Page excerpt:
___
History: Heat stroke is defined typically as hyperthermia exceeding 41°C and anhidrosis associated with an altered sensorium. However, when a patient is allowed to cool down prior to measurement of the temperature (as may occur during transportation in a cool ambulance or evaluation in an emergency department), the measured temperature may be much lower than 41°C, making the temperature criterion relative. Similarly, some patients may retain the ability to sweat, removing anhidrosis as a criterion for the diagnosis of heat stroke. Therefore, strict adherence to the definition is not advised because it may result in dangerous delays in diagnosis and therapy.

Clinically, 2 forms of heat stroke are differentiated. Classic heat stroke, which occurs during environmental heat waves, is more common in very young persons and in the elderly population and should be suspected in children, elderly persons, and individuals who are chronically ill who present with an altered sensorium. Classic heat stroke occurs because of failure of the body’s heat dissipating mechanisms.

On the other hand, EHS affects young, healthy individuals who engage in strenuous physical activity, and EHS should be suspected in all individuals with bizarre irrational behavior or a history of syncope during strenuous exercise. EHS results from increased heat production, which overwhelms the body’s ability to dissipate heat.

Physical:

Causes:

DIFFERENTIALS

Delirium
Delirium Tremens
Diabetic Ketoacidosis
Encephalopathy, Hepatic
Encephalopathy, Uremic
Hyperthyroidism
Meningitis
Neuroleptic Malignant Syndrome
Tetanus
Toxicity, Cocaine
Toxicity, Phencyclidine
Toxicity, Salicylate


Other Problems to be Considered:

Closed head trauma
Malignant hyperthermia
Encephalitis
Cerebral malaria
Cerebral hemorrhage
Amphetamine and cocaine toxicity
Strychnine poisoning

WORKUP

Lab Studies:

Imaging Studies:

Other Tests:

Procedures:

TREATMENT

Medical Care: Heat stroke is a medical emergency. Rapid reduction of the core body temperature is the cornerstone of treatment because the duration of hyperthermia is the primary determinant of outcome. Except for the mildest cases, patients diagnosed with EHS or NEHS should be admitted to the hospital for at least 48 hours to monitor for complications.
___
The data:
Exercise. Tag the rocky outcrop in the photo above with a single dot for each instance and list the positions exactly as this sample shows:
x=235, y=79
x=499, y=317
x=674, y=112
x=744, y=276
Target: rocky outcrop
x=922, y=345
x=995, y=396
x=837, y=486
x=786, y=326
___
Required work:
[a] In the heat stroke text, what is the primary determinant of outcome?
[b] List every condition that the heat stroke text places under "Other Problems to be Considered."
[c] Carry on the heat stroke text from the point where it stops.

Responses in order:
[a] The duration of hyperthermia.

[b]
Closed head trauma
Malignant hyperthermia
Encephalitis
Cerebral malaria
Cerebral hemorrhage
Amphetamine and cocaine toxicity
Strychnine poisoning

[c]
Once heat stroke is suspected, cooling must begin immediately and must be continued during the patient’s resuscitation. Removal of restrictive clothing and spraying water on the body, covering the patient with ice water–soaked sheets, or placing ice packs in the axillae and groin may reduce the patient's temperature significantly. Patients who are unable to protect their airway should be intubated. Patients who are awake and responsive should receive supplemental oxygen. Intravenous lines may be placed in anticipation of fluid resuscitation and for the infusion of dextrose and thiamine if indicated. Hypoglycemia is a common occurrence in patients with EHS and may be a manifestation of liver failure; therefore, infusion of dextrose 50% in water solution (D50W) should be considered in all patients with heat stroke.

Surgical Care: Compartment syndrome must be suspected in all patients who exhibit rhabdomyolysis and muscle edema and tenderness. Intramuscular compartment pressure measurements must be performed when compartment syndrome is suspected, and fasciotomy must be performed when the intramuscular pressure exceeds 50 mm Hg. Fasciotomy also should be considered when intracompartmental pressures are 30-50 mm Hg, especially when they show no tendency to decrease in 6 hours and in patients who are hypotensive.

Consultations:

Diet: Patients may resume oral feeding when mental status, swallowing, and gastrointestinal tract function are normal.

Activity: During the initial phase of therapy, neuromuscular blockade with muscular paralysis should be considered for patients who are not cooling adequately. Depolarizing agents (eg, succinylcholine) and inhaled anesthetics should be avoided because of the risk of malignant hyperthermia. Patients may resume activity when the temperature has stabilized.

MEDICATION

In treating heat stroke, benzodiazepines play a major role in sedating patients, controlling convulsions, and controlling shivering. Barbiturates (eg, phenobarbital) may be used to control convulsions if benzodiazepines are not effective. Hypotension is treated first with cooling and intravenous crystalloid fluids; dobutamine is considered if patients are hypodynamic. Treatment of rhabdomyolysis involves infusing large amounts of intravenous fluids (may require as much as 10 L), alkalinization of urine, and mannitol infusion.

Drug Category: Benzodiazepines -- Safe and effective in controlling agitation, convulsions, and shivering.
Drug Name
Lorazepam (Ativan) -- Predictability and ease of use make it DOC in most cases. May be used IV and is well absorbed after IM injection. Onset of action is within minutes, effects peak in 15-20 min, and duration of action is 6-8 h.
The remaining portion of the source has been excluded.